(Location annotation dataset excerpts)
········

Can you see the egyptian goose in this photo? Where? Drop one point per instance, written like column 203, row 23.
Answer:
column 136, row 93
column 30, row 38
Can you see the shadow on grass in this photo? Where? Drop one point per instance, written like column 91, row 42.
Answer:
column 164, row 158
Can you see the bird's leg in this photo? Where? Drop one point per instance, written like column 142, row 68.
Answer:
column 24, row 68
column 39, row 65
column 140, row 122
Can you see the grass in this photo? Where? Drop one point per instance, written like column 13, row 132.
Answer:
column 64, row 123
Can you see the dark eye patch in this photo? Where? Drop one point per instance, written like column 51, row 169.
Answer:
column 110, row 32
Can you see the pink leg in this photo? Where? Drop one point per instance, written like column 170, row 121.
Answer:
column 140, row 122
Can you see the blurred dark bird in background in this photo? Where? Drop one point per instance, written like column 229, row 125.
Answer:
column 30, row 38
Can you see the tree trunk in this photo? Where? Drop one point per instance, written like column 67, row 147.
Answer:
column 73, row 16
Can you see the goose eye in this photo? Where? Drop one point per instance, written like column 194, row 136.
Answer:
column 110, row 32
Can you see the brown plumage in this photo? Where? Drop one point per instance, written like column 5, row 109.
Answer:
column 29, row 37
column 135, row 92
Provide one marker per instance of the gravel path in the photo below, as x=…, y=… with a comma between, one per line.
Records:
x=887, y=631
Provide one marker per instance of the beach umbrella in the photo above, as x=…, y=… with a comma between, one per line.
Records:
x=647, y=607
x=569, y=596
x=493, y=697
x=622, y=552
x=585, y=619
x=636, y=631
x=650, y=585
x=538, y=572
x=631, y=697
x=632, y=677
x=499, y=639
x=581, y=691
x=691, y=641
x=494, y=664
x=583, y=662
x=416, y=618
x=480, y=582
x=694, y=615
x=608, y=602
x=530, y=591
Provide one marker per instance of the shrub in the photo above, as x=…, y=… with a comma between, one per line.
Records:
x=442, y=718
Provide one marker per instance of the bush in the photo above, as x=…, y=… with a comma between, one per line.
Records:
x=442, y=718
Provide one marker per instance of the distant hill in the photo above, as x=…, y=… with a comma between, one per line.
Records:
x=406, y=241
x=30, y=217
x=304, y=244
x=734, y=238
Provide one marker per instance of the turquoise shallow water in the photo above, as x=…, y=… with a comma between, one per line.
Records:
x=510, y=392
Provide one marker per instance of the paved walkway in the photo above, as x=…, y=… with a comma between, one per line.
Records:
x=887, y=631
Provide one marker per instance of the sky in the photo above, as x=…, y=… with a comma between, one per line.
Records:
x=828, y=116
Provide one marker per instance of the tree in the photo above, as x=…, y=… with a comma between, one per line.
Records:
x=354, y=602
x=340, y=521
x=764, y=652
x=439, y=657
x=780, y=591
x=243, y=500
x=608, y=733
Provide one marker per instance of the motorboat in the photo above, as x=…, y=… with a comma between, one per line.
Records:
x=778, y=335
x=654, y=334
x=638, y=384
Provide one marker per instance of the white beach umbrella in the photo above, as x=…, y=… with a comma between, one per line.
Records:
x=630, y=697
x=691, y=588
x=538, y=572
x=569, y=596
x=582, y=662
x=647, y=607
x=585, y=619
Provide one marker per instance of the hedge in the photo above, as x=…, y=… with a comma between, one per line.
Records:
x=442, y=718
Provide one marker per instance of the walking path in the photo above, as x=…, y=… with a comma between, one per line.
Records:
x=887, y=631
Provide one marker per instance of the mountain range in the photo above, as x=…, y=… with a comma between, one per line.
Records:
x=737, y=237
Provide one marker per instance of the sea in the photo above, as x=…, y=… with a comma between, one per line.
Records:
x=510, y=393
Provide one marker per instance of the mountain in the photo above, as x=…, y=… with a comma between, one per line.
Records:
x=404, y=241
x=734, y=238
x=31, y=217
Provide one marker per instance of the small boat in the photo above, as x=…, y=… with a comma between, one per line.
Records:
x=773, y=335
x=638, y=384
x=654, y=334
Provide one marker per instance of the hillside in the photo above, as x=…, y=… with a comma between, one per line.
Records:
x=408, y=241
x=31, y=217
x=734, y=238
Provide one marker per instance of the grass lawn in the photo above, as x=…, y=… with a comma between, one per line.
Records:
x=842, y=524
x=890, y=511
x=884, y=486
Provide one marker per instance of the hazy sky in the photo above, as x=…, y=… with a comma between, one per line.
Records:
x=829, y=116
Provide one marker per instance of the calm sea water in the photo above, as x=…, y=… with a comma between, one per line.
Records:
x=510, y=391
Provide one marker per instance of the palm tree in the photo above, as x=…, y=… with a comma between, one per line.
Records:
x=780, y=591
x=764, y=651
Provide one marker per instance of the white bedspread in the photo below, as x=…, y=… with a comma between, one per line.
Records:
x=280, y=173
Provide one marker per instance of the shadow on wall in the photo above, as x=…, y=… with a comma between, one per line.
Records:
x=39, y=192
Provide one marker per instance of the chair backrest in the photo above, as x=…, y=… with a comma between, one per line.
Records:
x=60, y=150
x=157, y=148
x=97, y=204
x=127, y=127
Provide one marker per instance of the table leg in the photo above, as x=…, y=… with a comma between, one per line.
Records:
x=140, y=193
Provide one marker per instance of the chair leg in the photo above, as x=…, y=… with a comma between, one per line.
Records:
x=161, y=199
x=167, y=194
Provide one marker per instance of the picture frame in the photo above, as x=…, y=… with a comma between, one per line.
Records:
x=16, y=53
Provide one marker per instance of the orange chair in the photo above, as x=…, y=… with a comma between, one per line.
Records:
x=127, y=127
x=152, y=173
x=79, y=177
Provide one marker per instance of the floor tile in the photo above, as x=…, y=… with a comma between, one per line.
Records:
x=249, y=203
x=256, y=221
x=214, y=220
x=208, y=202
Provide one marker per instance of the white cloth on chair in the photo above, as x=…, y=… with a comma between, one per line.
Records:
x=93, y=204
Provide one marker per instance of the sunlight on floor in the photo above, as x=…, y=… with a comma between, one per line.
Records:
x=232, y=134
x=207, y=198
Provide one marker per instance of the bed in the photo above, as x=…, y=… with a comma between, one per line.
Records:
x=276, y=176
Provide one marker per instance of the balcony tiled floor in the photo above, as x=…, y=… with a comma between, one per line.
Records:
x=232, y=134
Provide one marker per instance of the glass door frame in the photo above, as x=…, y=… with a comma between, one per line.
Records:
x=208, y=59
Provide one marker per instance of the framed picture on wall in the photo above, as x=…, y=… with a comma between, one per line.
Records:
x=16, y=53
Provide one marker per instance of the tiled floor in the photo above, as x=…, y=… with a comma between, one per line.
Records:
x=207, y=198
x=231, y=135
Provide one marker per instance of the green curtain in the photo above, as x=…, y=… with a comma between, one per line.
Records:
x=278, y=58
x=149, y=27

········

#### Exercise goal
Reproduce every line of the records above verbatim, in their original order.

#### Answer for this exercise
Can you see the egyptian goose in this photo? Where? Drop one point per instance, written like column 203, row 23.
Answer:
column 136, row 93
column 30, row 38
Can you see the shadow on grass in this photo? Where? Drop one point per instance, written like column 91, row 42.
Answer:
column 164, row 158
Can you see the bird's leg in this photo? Where? Drop one point per instance, written like column 142, row 68.
Answer:
column 24, row 68
column 39, row 65
column 140, row 122
Can you see the grass in this photo? Where? Drop one point per instance, written like column 13, row 132.
Answer:
column 64, row 123
Can you see the dark eye patch in this photo? Where? Drop one point per instance, written like column 51, row 169.
Answer:
column 110, row 32
Can you see the pink leg in this photo? Where? Drop one point per instance, written like column 170, row 121.
Answer:
column 140, row 122
Can you see the blurred dark bird in background in this photo? Where? Drop one point per instance, written like column 229, row 125.
Answer:
column 30, row 38
Can you see the tree trunk in this photo? Where? Drop one point per instance, written like column 67, row 147.
Answer:
column 73, row 16
Can you see the goose eye in this photo? Where? Drop one point per instance, written like column 194, row 136.
Answer:
column 110, row 32
Can you see the brown plumage in this photo? Where? Drop one point per instance, written like column 5, row 109.
Answer:
column 29, row 37
column 135, row 92
Provide one marker per instance of the gravel path in the photo below, as x=…, y=… with a comma between, one per line.
Records:
x=887, y=631
Provide one marker per instance of the beach umbrella in the photo above, as x=…, y=… with a comma between, one per line.
Records:
x=647, y=607
x=569, y=596
x=493, y=697
x=622, y=552
x=585, y=619
x=636, y=631
x=650, y=585
x=538, y=572
x=631, y=697
x=632, y=677
x=499, y=639
x=581, y=691
x=691, y=641
x=494, y=664
x=583, y=662
x=416, y=618
x=480, y=582
x=694, y=615
x=608, y=602
x=530, y=591
Provide one marker per instance of the shrub in the photo above, as x=…, y=… with a comma between, one per line.
Records:
x=442, y=718
Provide one marker per instance of the bush in the photo above, as x=…, y=… with a comma between, one per line.
Records:
x=442, y=718
Provide one marker per instance of the distant hill in the photo above, as x=…, y=… with a comma between, one per line.
Records:
x=406, y=241
x=30, y=217
x=304, y=244
x=734, y=238
Provide one marker per instance of the turquoise shallow water in the photo above, as x=…, y=… with a comma between, one per line.
Records:
x=510, y=392
Provide one marker per instance of the paved walkway in the photo above, as x=…, y=… with a comma between, one per line.
Records:
x=887, y=631
Provide one marker per instance of the sky in the photo above, as x=…, y=… with a comma between, one per line.
Records:
x=828, y=116
Provide one marker per instance of the tree in the photo above, as x=…, y=… with a comma between, one per line.
Records:
x=354, y=602
x=340, y=521
x=764, y=652
x=439, y=657
x=780, y=591
x=243, y=500
x=608, y=733
Provide one marker per instance of the motorboat in the photo above, as x=…, y=… with a comma between, one per line.
Records:
x=778, y=335
x=654, y=334
x=638, y=384
Provide one marker per instance of the white beach umbrella in the photo above, as x=…, y=… with a comma between, one per line.
Records:
x=630, y=697
x=691, y=588
x=538, y=572
x=569, y=596
x=582, y=662
x=647, y=607
x=585, y=619
Provide one marker per instance of the hedge in the photo above, as x=…, y=… with a comma between, one per line.
Records:
x=442, y=718
Provide one marker per instance of the walking path in the photo above, as x=…, y=… with a comma between, one per line.
Records:
x=887, y=631
Provide one marker per instance of the mountain range in the photo above, as x=…, y=… with a comma between, one per line.
Records:
x=737, y=237
Provide one marker per instance of the sea in the photo above, as x=…, y=… with a comma between, one per line.
Records:
x=510, y=393
Provide one marker per instance of the mountain in the photo above, as x=…, y=… with a comma between, one per line.
Records:
x=404, y=241
x=734, y=238
x=31, y=217
Provide one marker per instance of the small boat in the photo above, as x=…, y=… with a comma between, one per line.
Records:
x=773, y=335
x=638, y=384
x=654, y=334
Provide one marker per instance of the hillside in the photo above, as x=…, y=… with a comma between, one per line.
Records:
x=408, y=241
x=31, y=217
x=734, y=238
Provide one marker per instance of the grass lawn in the photo above, as x=…, y=… with a comma between, one per line.
Records:
x=842, y=524
x=890, y=511
x=884, y=486
Provide one marker per instance of the hazy sky in the photo above, as x=…, y=… with a comma between, one per line.
Records:
x=829, y=116
Provide one marker per instance of the calm sea water in the photo above, as x=…, y=… with a comma between, one per line.
Records:
x=510, y=391
Provide one marker per instance of the palm tree in the photo above, as x=…, y=… with a comma between, one per line.
Records:
x=780, y=591
x=764, y=651
Provide one marker per instance of the white bedspread in the photo below, as x=…, y=… with a comma between, one per line.
Records:
x=280, y=173
Provide one marker per instance of the shadow on wall in the photo above, as x=…, y=… with a comma between, one per line.
Records:
x=39, y=192
Provide one marker per instance of the chair backrest in the photo above, as x=…, y=… with a comma between, one per line.
Records:
x=60, y=150
x=157, y=148
x=97, y=204
x=127, y=127
Provide one marker per instance of the table leg in the photo above, as x=…, y=… with a comma between, one per line.
Records:
x=140, y=193
Provide one marker per instance of the chair leg in the photo above, as x=…, y=… with a comma between, one per line.
Records:
x=161, y=199
x=167, y=194
Provide one marker per instance of the picture frame in the photo above, as x=…, y=… with a comma between, one per line.
Records:
x=16, y=53
Provide one marker per instance of the orange chair in the photo above, as x=…, y=… with a comma between, one per line.
Records:
x=127, y=127
x=152, y=173
x=79, y=177
Provide one marker per instance of the floor tile in the photo above, as x=…, y=… with a comma between, one per line.
Records:
x=249, y=203
x=256, y=221
x=214, y=220
x=208, y=202
Provide one marker per instance of the white cloth on chair in the photo above, as x=…, y=… with a comma between, one per line.
Records:
x=93, y=204
Provide one marker per instance of the sunlight on floor in the photo above, as x=…, y=… with a comma between, one per line.
Records:
x=232, y=134
x=207, y=198
Provide one marker per instance of the bed in the photo above, as x=…, y=… with a comma between, one per line.
Records:
x=276, y=176
Provide one marker per instance of the balcony tiled floor in the photo above, as x=…, y=… with a comma between, one per line.
Records:
x=232, y=134
Provide one marker per instance of the glass door frame in the photo above, as x=…, y=… with a comma between, one per line.
Records:
x=208, y=59
Provide one marker per instance of the framed picture on wall in the photo above, as x=…, y=… with a comma between, one per line.
Records:
x=16, y=53
Provide one marker per instance of the tiled floor in the photo above, as x=…, y=… with a comma between, one per line.
Records:
x=207, y=198
x=231, y=135
Provide one marker per instance of the green curtain in the photo above, as x=…, y=… with a comma between, one per line.
Records:
x=278, y=58
x=149, y=27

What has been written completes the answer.